515随筆「ルシアン」第八段:2005/05/25(水) 23:10:38 ID:MxHInNTQ
遺跡

セルバス平原のワープポイントへ降り立った。
目の前に広がる景色は既に平原という印象薄く、遠くに望める白い砂と青く透き通った水は、
あたかもそれまでの深い緑に覆われた平原とは別世界であることを示しているようである。
優雅な海岸散策は魅力的だが、残念なことに今回の目的は反対側の深緑の奥にあるのだ。

一歩踏み出すと道の両脇に延々と木々が生い茂っており、それはおよそ平原とは呼べず、むしろ森というに相応しかった。
さっと走り去りたいところだが、木の陰草の陰から大量に巣くっているモンスターたちがちょっかいを出す度に、
我がルシアンは未練がましく後ろを向いてはなかなか前へ進んでくれない。
うっとうしく感じつつもしばらく走っていくときふと思いつくことがあったので、道も半ばで一旦休憩をとることにした。
再び画面を見たときに群がるザコどもを範囲攻撃で一掃してやろうなどと、
黒い野望を秘めつつ席を立った足どりは軽い。

西側のフリマこそある程度の賑わいを見せているが、
住民の排他的な性格と施設の少なさがネックとなっているのだろうか、東側にはほとんど人影が見られない。
ワープポイントの登録を終えてから改めて中央の復活エリア近くに腰を下ろしたときに気がついたが、
クラドは他の街に比べ障害物のない空間が多く、街全体も秋を連想させるような落ち着いた色調に包まれた、
それはまさに憩いの場所といえるところだろう。

> [提供情報]:
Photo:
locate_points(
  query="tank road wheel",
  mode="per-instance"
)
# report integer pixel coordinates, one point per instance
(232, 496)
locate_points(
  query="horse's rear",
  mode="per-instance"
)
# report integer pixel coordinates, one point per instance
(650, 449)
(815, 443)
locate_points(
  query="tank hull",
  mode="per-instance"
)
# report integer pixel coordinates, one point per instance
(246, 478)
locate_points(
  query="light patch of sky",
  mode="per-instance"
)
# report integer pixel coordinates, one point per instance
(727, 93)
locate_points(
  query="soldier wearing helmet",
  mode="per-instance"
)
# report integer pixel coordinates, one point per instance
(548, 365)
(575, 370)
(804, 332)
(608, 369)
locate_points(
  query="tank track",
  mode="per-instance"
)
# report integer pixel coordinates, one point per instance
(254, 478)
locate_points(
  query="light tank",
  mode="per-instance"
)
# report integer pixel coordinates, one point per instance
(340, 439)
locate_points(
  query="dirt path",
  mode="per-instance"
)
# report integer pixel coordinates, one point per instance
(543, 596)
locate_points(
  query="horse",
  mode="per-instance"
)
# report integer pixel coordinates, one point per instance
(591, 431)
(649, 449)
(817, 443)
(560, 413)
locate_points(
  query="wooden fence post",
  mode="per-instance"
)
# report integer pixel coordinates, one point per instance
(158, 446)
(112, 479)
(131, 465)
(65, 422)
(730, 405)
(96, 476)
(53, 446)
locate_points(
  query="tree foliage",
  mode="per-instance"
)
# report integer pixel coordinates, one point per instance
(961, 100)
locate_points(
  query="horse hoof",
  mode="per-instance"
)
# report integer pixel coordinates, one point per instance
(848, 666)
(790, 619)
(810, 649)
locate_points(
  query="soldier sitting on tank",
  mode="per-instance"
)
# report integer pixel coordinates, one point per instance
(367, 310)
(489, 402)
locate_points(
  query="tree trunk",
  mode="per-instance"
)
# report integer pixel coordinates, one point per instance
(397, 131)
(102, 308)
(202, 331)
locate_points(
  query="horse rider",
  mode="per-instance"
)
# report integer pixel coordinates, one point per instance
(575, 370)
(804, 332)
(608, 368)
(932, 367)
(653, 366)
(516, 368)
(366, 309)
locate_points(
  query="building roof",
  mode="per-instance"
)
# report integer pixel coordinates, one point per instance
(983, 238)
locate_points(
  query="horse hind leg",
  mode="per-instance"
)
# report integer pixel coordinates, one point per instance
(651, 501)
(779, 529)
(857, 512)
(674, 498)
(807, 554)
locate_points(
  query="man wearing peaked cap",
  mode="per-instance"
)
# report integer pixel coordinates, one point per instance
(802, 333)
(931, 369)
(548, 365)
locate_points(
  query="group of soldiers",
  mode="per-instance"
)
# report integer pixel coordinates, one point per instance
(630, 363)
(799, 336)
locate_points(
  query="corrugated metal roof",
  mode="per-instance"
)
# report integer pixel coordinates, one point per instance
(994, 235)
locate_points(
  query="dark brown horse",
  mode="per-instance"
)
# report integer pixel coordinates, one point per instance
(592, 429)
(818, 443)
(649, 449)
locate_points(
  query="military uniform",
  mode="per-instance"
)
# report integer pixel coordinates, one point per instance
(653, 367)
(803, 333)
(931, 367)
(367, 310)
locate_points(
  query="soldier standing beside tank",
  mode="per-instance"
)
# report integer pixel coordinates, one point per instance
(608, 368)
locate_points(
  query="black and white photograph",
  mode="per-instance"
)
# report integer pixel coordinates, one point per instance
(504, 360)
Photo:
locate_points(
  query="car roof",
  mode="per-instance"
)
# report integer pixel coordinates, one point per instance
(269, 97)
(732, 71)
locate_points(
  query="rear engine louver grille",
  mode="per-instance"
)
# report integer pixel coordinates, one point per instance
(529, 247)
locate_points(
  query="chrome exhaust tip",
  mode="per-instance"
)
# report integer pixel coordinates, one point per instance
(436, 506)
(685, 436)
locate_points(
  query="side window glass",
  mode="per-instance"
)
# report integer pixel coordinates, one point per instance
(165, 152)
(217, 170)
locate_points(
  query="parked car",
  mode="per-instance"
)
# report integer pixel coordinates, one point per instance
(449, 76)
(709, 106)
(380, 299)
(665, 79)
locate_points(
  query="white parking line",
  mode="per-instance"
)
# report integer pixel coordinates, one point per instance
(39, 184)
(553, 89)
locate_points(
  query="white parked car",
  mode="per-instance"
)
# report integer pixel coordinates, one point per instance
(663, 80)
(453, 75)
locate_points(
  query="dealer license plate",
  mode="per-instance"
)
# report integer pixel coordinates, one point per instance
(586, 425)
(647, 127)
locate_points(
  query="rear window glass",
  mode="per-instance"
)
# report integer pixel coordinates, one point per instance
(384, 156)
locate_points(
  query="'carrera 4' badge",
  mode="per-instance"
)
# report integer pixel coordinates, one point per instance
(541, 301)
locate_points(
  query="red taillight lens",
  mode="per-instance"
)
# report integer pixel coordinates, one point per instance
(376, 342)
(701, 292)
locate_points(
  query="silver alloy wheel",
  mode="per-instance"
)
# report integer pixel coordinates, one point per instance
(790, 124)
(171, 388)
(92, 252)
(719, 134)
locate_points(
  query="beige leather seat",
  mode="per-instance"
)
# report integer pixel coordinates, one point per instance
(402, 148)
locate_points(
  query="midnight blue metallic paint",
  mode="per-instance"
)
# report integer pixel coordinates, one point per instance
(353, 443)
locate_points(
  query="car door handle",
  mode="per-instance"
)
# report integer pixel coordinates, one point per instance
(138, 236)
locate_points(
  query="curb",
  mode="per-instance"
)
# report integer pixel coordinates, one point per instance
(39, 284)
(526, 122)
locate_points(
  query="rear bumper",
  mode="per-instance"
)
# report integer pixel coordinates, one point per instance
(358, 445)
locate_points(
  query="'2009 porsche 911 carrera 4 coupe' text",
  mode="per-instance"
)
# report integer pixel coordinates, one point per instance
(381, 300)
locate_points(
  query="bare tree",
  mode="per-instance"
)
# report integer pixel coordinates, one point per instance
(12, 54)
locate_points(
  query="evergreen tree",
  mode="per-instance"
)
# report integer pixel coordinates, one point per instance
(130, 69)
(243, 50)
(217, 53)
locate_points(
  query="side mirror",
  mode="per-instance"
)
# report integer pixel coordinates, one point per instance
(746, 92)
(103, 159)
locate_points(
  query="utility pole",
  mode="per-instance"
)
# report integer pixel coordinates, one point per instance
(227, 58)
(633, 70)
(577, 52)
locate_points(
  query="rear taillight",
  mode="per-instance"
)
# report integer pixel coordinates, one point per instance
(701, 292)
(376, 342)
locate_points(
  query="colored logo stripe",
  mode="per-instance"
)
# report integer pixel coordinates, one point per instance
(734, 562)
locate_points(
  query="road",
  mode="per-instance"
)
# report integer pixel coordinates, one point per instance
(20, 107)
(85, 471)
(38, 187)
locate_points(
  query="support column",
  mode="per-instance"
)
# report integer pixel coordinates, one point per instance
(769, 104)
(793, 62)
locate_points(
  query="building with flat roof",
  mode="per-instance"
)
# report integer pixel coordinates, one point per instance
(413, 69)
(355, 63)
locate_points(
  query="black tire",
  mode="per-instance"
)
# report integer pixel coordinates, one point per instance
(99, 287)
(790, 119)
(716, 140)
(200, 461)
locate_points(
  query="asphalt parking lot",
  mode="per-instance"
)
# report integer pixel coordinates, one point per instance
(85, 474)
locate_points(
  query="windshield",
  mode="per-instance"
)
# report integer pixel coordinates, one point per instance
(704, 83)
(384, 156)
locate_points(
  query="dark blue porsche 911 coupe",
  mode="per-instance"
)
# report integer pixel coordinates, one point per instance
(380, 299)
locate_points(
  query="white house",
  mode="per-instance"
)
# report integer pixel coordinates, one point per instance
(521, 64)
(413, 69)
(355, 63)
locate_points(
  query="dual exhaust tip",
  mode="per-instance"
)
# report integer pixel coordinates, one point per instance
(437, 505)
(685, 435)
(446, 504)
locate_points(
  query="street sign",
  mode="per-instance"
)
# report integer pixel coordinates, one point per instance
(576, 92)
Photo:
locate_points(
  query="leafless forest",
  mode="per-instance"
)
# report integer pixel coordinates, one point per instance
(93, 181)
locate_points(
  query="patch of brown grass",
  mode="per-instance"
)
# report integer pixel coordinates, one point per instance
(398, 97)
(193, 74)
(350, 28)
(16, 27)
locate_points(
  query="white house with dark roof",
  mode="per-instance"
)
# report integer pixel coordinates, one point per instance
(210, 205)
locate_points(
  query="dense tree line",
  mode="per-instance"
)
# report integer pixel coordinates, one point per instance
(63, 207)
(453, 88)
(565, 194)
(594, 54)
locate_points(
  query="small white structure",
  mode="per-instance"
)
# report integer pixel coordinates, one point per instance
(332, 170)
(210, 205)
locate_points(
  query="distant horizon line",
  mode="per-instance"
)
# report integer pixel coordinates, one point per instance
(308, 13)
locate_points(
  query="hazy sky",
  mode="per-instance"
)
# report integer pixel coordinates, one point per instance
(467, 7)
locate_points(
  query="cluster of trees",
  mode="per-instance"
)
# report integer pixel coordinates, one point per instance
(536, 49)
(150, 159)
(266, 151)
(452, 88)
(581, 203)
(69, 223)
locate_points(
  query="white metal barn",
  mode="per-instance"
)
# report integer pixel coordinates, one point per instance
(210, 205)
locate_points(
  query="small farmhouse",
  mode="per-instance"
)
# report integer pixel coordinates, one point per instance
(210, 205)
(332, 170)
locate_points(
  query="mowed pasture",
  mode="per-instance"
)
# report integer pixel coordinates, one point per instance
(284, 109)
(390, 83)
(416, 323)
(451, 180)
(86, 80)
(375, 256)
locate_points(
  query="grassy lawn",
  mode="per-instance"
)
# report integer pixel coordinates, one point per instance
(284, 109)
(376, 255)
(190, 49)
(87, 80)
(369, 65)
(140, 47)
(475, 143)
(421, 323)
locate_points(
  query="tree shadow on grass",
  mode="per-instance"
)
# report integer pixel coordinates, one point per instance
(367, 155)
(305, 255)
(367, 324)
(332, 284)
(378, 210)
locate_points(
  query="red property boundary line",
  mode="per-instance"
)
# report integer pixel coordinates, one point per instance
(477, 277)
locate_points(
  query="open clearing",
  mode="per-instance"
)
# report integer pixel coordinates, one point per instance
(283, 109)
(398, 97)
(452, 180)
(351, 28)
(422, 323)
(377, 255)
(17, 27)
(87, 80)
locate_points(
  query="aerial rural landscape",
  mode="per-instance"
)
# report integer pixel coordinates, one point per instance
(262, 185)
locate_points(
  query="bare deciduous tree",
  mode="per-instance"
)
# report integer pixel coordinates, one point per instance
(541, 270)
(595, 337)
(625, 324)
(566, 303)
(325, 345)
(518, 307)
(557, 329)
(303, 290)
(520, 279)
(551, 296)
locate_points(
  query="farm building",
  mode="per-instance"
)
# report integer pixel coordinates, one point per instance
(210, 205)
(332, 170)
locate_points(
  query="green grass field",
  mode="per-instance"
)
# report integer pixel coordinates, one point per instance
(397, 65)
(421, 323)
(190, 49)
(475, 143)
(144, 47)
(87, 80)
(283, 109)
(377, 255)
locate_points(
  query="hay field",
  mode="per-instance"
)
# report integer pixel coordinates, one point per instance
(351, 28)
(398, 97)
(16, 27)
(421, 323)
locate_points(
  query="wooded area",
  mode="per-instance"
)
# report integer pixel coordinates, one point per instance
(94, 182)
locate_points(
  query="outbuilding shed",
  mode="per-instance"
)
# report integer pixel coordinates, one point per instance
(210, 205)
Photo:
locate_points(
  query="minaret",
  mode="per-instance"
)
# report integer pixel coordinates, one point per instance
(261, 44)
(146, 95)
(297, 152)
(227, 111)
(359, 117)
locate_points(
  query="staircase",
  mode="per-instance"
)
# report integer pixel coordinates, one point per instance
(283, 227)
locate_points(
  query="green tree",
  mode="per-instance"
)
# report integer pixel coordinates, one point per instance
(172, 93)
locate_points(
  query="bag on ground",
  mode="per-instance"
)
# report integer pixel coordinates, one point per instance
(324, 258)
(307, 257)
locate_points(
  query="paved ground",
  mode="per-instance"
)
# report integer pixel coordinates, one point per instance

> [課題内容]:
ルシアンとの旅を描いた随筆を、最後の文に続けて書き進めてください。

> [解答例]:
しかし安らげるはずの場所に人の姿が見られないのは、
人々が憩うことを求めていないからなのかと思うと少し寂しい気持ちになった。
賑わいのない秋からは、哀愁の二文字が感じられるようである。

クラドの近くにはもうひとつひっそりと翳りの横たわる場所があった。
クラドフリマを抜けて出るセルバス平原を、いくらか奥へと進んだところにふたつほど橋が架かっている。
実際に当時の様子を見たわけではないのだが、
聞いた話によればここが前に書いたような"ふれあいの起源"である者が少なからずいるようだ。
人が人を呼んで、やがて橋に集まった人々がその橋を「カニボレの橋」と呼ぶようになったかどうかは定かではないが、
それこそMMOならではの現象であり感動であるように思う。

遺跡。
水と木々と0006:Take a step fowardと、その橋だけは当時とはなにも変わらないのだろう。